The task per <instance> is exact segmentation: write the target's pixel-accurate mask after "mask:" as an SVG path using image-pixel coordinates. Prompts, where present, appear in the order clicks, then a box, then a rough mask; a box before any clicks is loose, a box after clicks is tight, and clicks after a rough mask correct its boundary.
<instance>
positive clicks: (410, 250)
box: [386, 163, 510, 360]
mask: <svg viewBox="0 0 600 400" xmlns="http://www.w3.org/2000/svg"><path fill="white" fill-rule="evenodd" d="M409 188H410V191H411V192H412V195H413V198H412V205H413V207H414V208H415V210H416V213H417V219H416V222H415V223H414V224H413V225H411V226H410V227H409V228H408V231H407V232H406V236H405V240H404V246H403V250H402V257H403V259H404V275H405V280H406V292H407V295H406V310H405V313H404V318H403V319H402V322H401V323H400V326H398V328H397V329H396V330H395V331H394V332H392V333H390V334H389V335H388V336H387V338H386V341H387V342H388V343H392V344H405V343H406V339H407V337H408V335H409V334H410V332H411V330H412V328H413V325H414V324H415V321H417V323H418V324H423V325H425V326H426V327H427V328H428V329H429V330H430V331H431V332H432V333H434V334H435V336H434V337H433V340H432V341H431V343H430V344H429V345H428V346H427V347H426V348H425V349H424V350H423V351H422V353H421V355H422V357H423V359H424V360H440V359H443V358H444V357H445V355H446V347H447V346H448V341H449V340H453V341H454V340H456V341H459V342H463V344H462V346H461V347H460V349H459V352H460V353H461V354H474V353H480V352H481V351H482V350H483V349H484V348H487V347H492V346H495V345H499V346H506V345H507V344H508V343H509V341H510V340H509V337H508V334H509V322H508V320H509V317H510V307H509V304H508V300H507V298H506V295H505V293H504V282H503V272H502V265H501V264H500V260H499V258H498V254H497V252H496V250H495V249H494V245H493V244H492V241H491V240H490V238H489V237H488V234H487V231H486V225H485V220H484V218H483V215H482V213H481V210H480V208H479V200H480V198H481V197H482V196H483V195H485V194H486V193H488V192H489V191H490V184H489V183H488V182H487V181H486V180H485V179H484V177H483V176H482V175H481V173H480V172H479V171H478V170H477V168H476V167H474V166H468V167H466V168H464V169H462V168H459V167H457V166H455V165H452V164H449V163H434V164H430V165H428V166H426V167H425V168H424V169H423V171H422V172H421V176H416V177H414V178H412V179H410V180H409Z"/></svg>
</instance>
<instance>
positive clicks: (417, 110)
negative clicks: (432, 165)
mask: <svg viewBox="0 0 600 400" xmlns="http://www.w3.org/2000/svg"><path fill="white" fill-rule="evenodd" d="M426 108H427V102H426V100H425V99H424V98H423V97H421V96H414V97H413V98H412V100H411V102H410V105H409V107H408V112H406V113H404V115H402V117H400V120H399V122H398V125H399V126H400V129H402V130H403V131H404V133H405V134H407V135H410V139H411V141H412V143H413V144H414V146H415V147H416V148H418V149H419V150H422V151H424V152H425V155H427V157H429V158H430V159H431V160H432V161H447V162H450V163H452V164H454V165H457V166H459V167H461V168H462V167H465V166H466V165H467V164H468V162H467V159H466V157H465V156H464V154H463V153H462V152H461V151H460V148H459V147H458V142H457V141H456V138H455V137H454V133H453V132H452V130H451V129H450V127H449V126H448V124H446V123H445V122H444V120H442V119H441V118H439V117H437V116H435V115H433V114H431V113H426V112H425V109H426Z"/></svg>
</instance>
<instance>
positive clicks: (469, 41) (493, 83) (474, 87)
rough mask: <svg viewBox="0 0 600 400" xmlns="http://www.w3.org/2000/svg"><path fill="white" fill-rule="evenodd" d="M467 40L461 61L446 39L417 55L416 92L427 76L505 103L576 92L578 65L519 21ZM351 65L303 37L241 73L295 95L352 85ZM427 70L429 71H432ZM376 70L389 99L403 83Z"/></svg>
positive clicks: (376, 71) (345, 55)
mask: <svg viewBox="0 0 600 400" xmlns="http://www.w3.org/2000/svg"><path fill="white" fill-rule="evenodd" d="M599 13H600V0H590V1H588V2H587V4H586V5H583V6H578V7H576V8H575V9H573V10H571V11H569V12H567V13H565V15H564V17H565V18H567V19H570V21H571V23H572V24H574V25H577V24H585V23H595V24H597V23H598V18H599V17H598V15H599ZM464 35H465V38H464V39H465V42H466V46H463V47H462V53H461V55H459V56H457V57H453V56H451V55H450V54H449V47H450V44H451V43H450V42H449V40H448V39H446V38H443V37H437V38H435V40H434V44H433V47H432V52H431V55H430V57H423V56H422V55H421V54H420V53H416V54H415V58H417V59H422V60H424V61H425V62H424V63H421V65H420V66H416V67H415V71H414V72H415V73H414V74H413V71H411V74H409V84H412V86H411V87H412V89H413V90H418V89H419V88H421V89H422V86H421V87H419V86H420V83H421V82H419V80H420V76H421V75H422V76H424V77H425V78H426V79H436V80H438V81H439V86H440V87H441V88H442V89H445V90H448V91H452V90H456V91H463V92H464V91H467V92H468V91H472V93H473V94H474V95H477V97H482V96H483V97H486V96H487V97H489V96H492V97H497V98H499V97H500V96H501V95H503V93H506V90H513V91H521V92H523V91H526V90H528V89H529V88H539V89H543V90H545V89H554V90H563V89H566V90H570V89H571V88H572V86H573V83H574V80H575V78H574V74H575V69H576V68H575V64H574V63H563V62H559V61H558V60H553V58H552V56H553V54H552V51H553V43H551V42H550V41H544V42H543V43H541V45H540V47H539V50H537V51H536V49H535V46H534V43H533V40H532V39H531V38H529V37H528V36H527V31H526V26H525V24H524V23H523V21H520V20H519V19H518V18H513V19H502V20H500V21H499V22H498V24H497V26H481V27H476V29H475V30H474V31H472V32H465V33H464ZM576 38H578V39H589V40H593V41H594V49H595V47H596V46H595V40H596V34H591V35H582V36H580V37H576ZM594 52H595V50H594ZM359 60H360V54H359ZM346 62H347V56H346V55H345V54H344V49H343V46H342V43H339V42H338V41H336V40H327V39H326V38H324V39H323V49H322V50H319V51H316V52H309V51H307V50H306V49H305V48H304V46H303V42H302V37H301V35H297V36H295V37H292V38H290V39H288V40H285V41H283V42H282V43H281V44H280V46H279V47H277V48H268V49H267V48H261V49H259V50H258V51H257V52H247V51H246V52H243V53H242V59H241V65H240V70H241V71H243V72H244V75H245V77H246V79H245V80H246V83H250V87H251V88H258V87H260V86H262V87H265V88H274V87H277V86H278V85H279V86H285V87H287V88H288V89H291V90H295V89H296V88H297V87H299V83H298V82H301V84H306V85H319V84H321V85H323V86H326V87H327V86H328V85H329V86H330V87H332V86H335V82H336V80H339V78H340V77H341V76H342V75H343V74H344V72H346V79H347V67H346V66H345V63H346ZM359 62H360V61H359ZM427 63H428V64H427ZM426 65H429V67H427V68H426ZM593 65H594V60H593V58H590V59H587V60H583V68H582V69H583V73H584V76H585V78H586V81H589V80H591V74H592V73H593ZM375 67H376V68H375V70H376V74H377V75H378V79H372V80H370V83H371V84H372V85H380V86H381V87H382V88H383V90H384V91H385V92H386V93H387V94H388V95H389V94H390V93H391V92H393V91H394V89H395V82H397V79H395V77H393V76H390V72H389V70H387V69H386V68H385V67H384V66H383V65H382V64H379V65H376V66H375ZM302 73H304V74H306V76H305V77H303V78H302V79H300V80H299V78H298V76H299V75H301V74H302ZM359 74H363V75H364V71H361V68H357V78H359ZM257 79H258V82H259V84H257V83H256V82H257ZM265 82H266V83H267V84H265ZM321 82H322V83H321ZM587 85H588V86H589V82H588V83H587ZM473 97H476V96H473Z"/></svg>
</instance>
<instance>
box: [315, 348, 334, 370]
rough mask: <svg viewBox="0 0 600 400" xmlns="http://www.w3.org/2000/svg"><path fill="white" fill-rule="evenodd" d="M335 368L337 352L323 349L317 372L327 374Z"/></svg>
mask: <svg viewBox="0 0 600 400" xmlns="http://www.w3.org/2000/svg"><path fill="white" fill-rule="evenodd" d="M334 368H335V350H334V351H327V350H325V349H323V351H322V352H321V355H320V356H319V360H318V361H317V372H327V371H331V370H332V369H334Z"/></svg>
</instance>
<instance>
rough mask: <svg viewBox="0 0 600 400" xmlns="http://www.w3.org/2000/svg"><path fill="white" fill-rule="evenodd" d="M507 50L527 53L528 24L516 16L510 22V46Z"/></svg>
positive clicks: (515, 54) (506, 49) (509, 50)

= = = = =

--- WHAT THE TASK ASKS ---
Return exactly the lines from the beginning of the data above through the one containing "positive clicks: (410, 250)", please. Include both end lines and add nothing else.

--- EXERCISE OUTPUT ---
The task per <instance> is exact segmentation: write the target's pixel-accurate mask after "mask:" as an SVG path using image-pixel coordinates. Prompts, where present, appear in the order clicks, then a box, then a rough mask; a box before any clicks is loose, a box after clicks is tight, and clicks after a rough mask correct its boundary.
<instance>
positive clicks: (410, 250)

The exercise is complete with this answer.